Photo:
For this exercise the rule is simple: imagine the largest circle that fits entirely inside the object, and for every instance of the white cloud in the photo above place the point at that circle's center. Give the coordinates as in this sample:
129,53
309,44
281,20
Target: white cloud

What is needed —
Quote every entry exactly.

Task result —
Photo:
For this exercise the rule is simple: imagine the largest circle that fits entirely inside the object, and for every instance of the white cloud in the photo above place the point at that circle's center. Give the coordinates as in this sample:
129,53
309,44
281,20
Target: white cloud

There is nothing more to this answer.